- **DATASET ENTRIES**
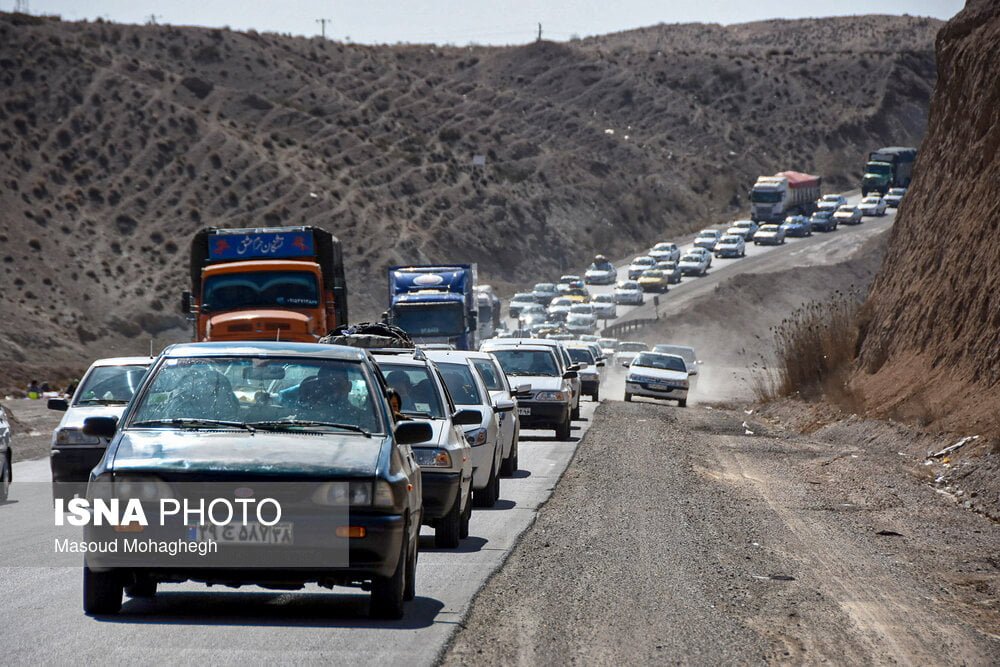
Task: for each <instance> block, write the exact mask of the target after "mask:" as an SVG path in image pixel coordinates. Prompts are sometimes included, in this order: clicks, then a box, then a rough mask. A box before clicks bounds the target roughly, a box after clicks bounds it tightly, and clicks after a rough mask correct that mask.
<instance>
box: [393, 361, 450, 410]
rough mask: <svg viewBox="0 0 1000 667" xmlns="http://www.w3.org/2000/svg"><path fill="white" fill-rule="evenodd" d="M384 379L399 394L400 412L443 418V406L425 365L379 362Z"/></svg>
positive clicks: (439, 397) (433, 380)
mask: <svg viewBox="0 0 1000 667" xmlns="http://www.w3.org/2000/svg"><path fill="white" fill-rule="evenodd" d="M379 368H381V369H382V374H383V375H385V381H386V383H387V384H388V385H389V387H390V388H392V389H395V390H396V393H398V394H399V399H400V402H401V403H400V408H401V410H400V412H402V413H403V414H411V415H413V414H416V415H420V416H422V417H425V418H428V419H444V417H445V415H444V408H443V407H442V405H441V397H440V395H439V394H438V391H437V387H436V386H435V385H434V380H433V379H431V373H430V370H429V369H428V368H427V367H426V366H412V365H403V364H386V363H379Z"/></svg>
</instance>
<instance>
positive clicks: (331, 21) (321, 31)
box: [316, 19, 333, 39]
mask: <svg viewBox="0 0 1000 667" xmlns="http://www.w3.org/2000/svg"><path fill="white" fill-rule="evenodd" d="M316 23H319V34H320V37H322V38H323V39H326V24H327V23H333V19H316Z"/></svg>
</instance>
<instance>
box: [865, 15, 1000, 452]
mask: <svg viewBox="0 0 1000 667" xmlns="http://www.w3.org/2000/svg"><path fill="white" fill-rule="evenodd" d="M937 57H938V70H939V72H940V78H939V80H938V85H937V88H936V89H935V91H934V97H933V100H932V103H931V108H930V121H929V126H928V131H927V137H926V138H925V140H924V143H923V146H922V149H921V154H920V156H919V158H918V162H917V166H916V170H915V178H914V181H913V186H912V188H911V190H910V193H909V194H907V200H906V201H905V202H904V204H903V206H902V207H901V210H900V213H899V216H898V219H897V222H896V225H895V227H894V228H893V231H892V236H891V238H890V242H889V250H888V254H887V255H886V259H885V263H884V265H883V267H882V270H881V273H880V274H879V275H878V277H877V279H876V281H875V283H874V285H873V287H872V292H871V296H870V299H869V304H868V307H869V309H870V312H871V320H870V322H869V324H868V326H867V335H866V337H865V339H864V345H863V347H862V350H861V352H862V354H861V361H862V369H861V371H860V373H859V376H858V378H857V381H858V384H859V386H860V387H861V388H862V389H863V390H864V393H865V396H866V398H867V400H868V403H869V404H870V406H871V407H872V408H873V409H875V410H877V411H882V412H885V413H889V414H897V415H900V416H903V417H909V418H916V419H918V420H920V421H922V422H924V423H927V424H933V425H934V426H935V427H941V428H951V429H955V430H959V431H961V432H964V433H984V434H985V433H992V434H993V435H997V436H1000V416H998V414H997V409H996V407H997V406H998V405H1000V352H998V345H997V342H998V340H1000V245H998V244H997V243H996V242H995V237H996V235H997V231H998V229H1000V226H998V223H997V220H1000V186H998V184H1000V161H998V160H997V153H998V149H1000V111H998V110H1000V89H998V87H997V71H1000V6H998V5H997V4H996V3H995V2H988V1H985V0H970V2H969V3H968V4H967V6H966V8H965V9H964V10H963V11H962V12H961V13H959V14H958V15H957V16H956V17H955V18H954V19H952V20H951V21H950V22H949V23H948V24H947V26H946V27H945V28H943V29H942V31H941V33H940V35H939V36H938V40H937ZM998 451H1000V450H998Z"/></svg>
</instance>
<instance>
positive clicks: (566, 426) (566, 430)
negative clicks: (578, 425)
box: [556, 419, 573, 440]
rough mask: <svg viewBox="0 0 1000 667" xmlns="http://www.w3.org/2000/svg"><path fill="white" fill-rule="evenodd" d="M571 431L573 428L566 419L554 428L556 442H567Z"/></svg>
mask: <svg viewBox="0 0 1000 667" xmlns="http://www.w3.org/2000/svg"><path fill="white" fill-rule="evenodd" d="M572 430H573V426H572V424H571V423H570V420H569V419H567V420H566V421H564V422H563V423H562V424H559V426H556V440H569V436H570V433H571V432H572Z"/></svg>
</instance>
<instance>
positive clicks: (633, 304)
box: [615, 280, 644, 306]
mask: <svg viewBox="0 0 1000 667" xmlns="http://www.w3.org/2000/svg"><path fill="white" fill-rule="evenodd" d="M643 301H644V297H643V295H642V288H641V287H639V283H637V282H636V281H634V280H623V281H622V282H620V283H618V284H617V285H615V303H618V304H622V305H629V306H641V305H642V303H643Z"/></svg>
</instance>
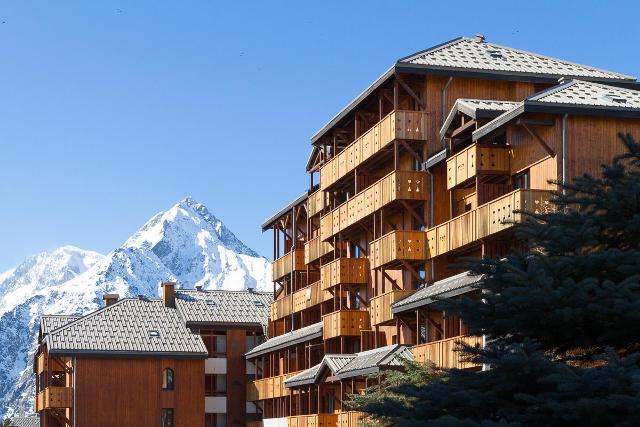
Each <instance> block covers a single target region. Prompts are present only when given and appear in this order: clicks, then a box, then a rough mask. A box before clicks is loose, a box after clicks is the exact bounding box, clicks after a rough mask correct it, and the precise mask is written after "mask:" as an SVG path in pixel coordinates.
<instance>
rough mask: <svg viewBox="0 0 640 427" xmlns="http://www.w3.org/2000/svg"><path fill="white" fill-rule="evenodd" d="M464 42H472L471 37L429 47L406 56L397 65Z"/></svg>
mask: <svg viewBox="0 0 640 427" xmlns="http://www.w3.org/2000/svg"><path fill="white" fill-rule="evenodd" d="M464 40H472V39H470V38H469V37H466V36H459V37H456V38H454V39H451V40H447V41H446V42H442V43H440V44H437V45H435V46H431V47H428V48H426V49H423V50H421V51H419V52H416V53H412V54H410V55H407V56H405V57H404V58H400V59H398V60H397V61H396V64H397V63H399V62H408V61H411V60H412V59H415V58H416V57H418V56H422V55H425V54H427V53H431V52H436V51H438V50H440V49H444V48H445V47H449V46H453V45H454V44H457V43H460V42H461V41H464Z"/></svg>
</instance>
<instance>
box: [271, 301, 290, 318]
mask: <svg viewBox="0 0 640 427" xmlns="http://www.w3.org/2000/svg"><path fill="white" fill-rule="evenodd" d="M291 297H292V295H286V296H284V297H282V298H280V299H277V300H275V301H274V302H273V303H271V320H278V319H282V318H283V317H287V316H289V315H290V314H291V308H292V307H291V304H292V298H291Z"/></svg>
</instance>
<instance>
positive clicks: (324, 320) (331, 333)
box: [322, 310, 371, 340]
mask: <svg viewBox="0 0 640 427" xmlns="http://www.w3.org/2000/svg"><path fill="white" fill-rule="evenodd" d="M367 329H371V326H370V322H369V312H368V311H365V310H339V311H336V312H333V313H330V314H325V315H324V316H322V338H323V339H325V340H326V339H329V338H335V337H342V336H358V337H359V336H360V331H362V330H367Z"/></svg>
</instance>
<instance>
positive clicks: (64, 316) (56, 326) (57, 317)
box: [40, 315, 80, 335]
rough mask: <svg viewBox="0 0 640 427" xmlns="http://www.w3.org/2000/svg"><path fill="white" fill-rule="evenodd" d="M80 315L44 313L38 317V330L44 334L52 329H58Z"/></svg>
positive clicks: (52, 329) (43, 334) (51, 330)
mask: <svg viewBox="0 0 640 427" xmlns="http://www.w3.org/2000/svg"><path fill="white" fill-rule="evenodd" d="M79 318H80V316H69V315H45V316H42V317H41V318H40V332H42V335H46V334H48V333H49V332H51V331H53V330H54V329H58V328H60V327H62V326H64V325H66V324H67V323H70V322H73V321H74V320H78V319H79Z"/></svg>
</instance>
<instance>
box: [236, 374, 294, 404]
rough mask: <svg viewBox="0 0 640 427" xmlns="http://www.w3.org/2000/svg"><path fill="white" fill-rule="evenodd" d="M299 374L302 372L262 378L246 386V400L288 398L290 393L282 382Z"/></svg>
mask: <svg viewBox="0 0 640 427" xmlns="http://www.w3.org/2000/svg"><path fill="white" fill-rule="evenodd" d="M300 372H302V371H298V372H291V373H289V374H284V375H277V376H275V377H268V378H262V379H260V380H255V381H253V382H251V383H249V384H247V400H248V401H250V402H254V401H256V400H264V399H273V398H276V397H284V396H289V394H290V393H291V391H290V390H289V389H288V388H286V387H285V386H284V384H283V381H284V380H286V379H287V378H290V377H292V376H294V375H296V374H298V373H300Z"/></svg>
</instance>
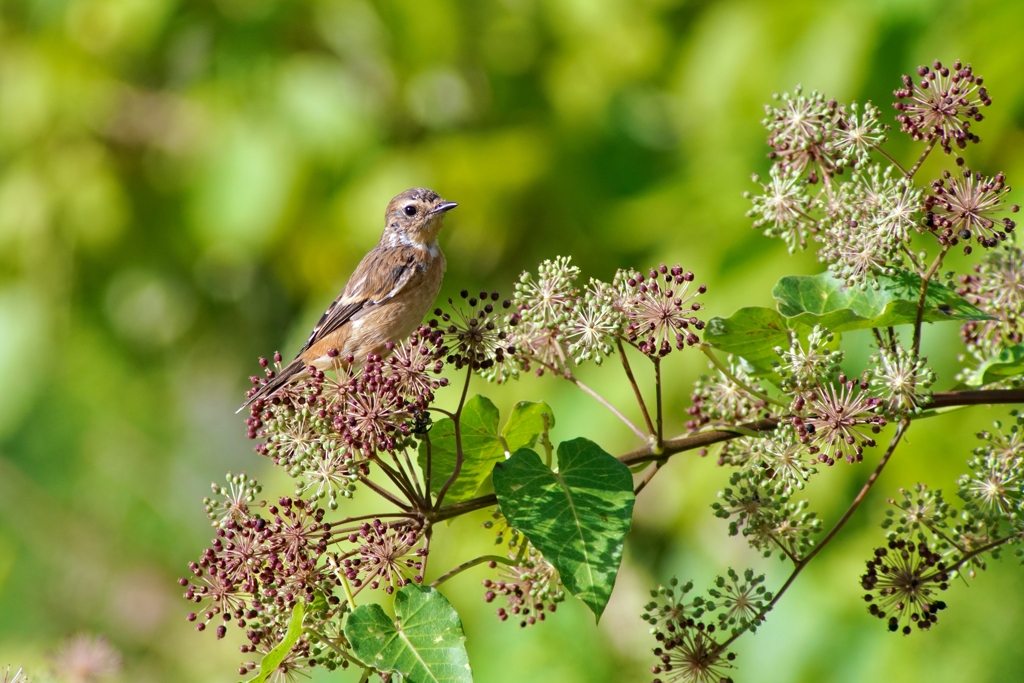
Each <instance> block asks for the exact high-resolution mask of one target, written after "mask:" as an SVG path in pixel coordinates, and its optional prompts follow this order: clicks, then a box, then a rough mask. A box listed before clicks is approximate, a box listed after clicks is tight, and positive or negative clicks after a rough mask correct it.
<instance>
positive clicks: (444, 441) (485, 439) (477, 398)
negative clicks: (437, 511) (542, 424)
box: [419, 395, 505, 504]
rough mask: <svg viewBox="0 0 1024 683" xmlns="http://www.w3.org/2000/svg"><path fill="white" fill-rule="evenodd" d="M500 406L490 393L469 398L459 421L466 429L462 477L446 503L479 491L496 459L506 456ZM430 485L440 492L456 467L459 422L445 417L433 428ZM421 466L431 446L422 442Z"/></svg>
mask: <svg viewBox="0 0 1024 683" xmlns="http://www.w3.org/2000/svg"><path fill="white" fill-rule="evenodd" d="M499 417H500V416H499V414H498V408H497V407H496V405H495V404H494V403H493V402H490V399H489V398H487V397H486V396H480V395H476V396H473V397H472V398H470V399H469V400H467V401H466V404H465V405H463V409H462V417H461V419H460V421H459V425H460V430H461V432H462V454H463V463H462V469H461V470H460V471H459V478H458V479H456V481H455V483H453V484H452V487H451V488H449V490H447V493H446V494H445V495H444V503H446V504H452V503H458V502H459V501H466V500H469V499H471V498H473V496H474V495H475V494H476V490H477V489H478V488H479V487H480V484H481V483H482V482H483V480H484V479H486V478H487V475H488V474H490V469H492V468H493V467H494V465H495V463H497V462H500V461H502V460H505V444H504V443H502V438H501V435H500V434H499V433H498V421H499ZM430 454H431V461H432V462H431V469H430V489H431V490H432V492H433V493H434V494H436V493H438V492H439V490H440V489H441V486H443V485H444V482H445V481H447V479H449V478H450V477H451V476H452V472H454V471H455V463H456V455H457V452H456V438H455V422H454V421H453V420H452V419H451V418H444V419H443V420H438V421H437V422H436V423H434V426H433V428H431V430H430ZM419 464H420V469H421V470H423V471H424V472H426V468H427V447H426V443H425V442H421V443H420V450H419Z"/></svg>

- **WORK REQUEST**
Filter these records, keeping every line where the word "order" occurs.

- **RESPONSE BELOW**
Task: for each <instance> block, write the exact mask of the target after "mask:" as an SVG path in image pixel coordinates. Prompts are sometimes included, in this order: clicks, then a box, then a rough mask. A box before clicks bounds the target roughly, a box after clicks bounds it tightly, and clicks after a rough mask correct that mask.
Each <instance> block covers a single target region. Prompts are present only when given and appear in this order: clicks, then a box, then a rough mask. A box before clicks is loose, a box after clicks is the exact bounding box, clicks after a rough mask correct it, and the precise mask is written after "mask:" as an SVG path in pixel coordinates.
Each <instance> block asks for the exact high-resolution mask of one target, written after "mask:" as an SVG path in pixel coordinates, and its optional prompts follow this order: clicks, then a box, then a rough mask. A box listed before clicks is approximate, a box listed after clicks is tight, and positive or negative clicks after a rough mask correct it.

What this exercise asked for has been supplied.